··· Document passage ···

Teaching in the Trump Years (Part 1)

*”A kindergarten teacher in Tennessee says that a Latino child asks every day, ‘Is the wall here yet?’ He was told by classmates that he will be deported and blocked from returning home by the wall proposed by presidential candidate Donald Trump.”

*A high school principal suspended a history teacher after students and parent complained that the teacher in a discussion of Nazism compared Trump to Hitler. The superintendent reinstated the teacher a day later.

* At a walkout of Latino, Asian, and African American  high school students,  protesting the election of Trump, the principal led the protestors to the school stadium and they  aired their concerns about the newly-elected President. At the end of the protest that morphed into a rally against President Trump, the principal said “F*** Trump.” The district superintendent immediately suspended the principal. Two days later, after the principal apologized for his remark to the entire school community, he returned to the school.

The divisions, fears, and epithets unleashed by the year-long primaries and the election of Donald Trump to the Presidency reverberate in mainstream and social media daily. Because schools are political (but not partisan) institutions vulnerable to the cross-currents in the larger society spilling into classrooms, it is (and was) inevitable that those fears get voiced in and out of school.

Protests over the Vietnam War in the late-1960s and early 1970s, President Nixon’s illegal activities in the Watergate break-in, pro-life and abortion rallies,  teaching the Adventures of Huck Finn in middle school, climate change, policing minority communities,  teaching evolution–to name a few–have been controversial issues that entered classrooms over the past half-century. Parents and students bring those issues into classrooms and the question of teachers airing these issues dispassionately and abiding by norms of critical thinking and impartiality, and students listening to one another arises again and again, then and now. Not a new issue at all.

But  with Donald Trump, his precedent-breaking actions and language (not to mention tweets) as Republican nominee and now sitting in the White House raise anew the issue of handling controversial topics within elementary and secondary classrooms (be they lessons in math, foreign language, science, English, and social studies) such as banning immigrants from predominately Muslim nations and building a wall between the U.S. and Mexico.

What should teachers do?

··· Provided data ···

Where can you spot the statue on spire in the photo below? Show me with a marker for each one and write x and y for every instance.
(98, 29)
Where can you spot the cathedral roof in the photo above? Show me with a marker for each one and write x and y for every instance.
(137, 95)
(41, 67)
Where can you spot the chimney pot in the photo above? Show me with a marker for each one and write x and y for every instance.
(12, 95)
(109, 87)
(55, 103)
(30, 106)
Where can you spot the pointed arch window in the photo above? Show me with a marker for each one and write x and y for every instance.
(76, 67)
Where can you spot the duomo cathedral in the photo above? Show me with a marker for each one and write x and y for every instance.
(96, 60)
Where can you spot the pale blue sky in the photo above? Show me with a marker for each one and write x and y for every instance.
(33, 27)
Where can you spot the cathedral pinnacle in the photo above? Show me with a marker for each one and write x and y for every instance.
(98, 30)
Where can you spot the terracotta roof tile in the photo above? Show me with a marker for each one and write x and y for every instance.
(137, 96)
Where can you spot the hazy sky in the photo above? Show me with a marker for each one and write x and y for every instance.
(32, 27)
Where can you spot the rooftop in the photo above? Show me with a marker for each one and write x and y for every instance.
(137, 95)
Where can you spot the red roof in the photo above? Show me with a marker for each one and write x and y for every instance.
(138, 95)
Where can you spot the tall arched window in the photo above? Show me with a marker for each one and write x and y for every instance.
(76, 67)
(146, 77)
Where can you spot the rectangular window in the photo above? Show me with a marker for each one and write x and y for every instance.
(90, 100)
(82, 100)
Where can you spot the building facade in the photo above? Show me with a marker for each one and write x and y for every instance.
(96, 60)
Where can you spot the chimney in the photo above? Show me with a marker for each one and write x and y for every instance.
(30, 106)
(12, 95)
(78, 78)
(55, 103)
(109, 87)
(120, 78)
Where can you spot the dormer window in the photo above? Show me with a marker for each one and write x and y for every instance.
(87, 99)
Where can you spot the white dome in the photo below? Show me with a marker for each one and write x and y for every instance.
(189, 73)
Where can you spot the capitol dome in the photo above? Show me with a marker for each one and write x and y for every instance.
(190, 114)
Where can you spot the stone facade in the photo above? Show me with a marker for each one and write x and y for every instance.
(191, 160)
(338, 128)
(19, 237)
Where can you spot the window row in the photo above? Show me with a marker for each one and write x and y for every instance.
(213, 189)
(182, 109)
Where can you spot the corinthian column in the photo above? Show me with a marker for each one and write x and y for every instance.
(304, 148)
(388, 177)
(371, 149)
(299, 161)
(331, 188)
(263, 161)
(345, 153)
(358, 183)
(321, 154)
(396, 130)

···

According to the passage on teaching in the Trump years, what did the superintendent do after the history teacher was suspended for comparing Trump to Hitler?

→ Reply
The superintendent reinstated the teacher a day later.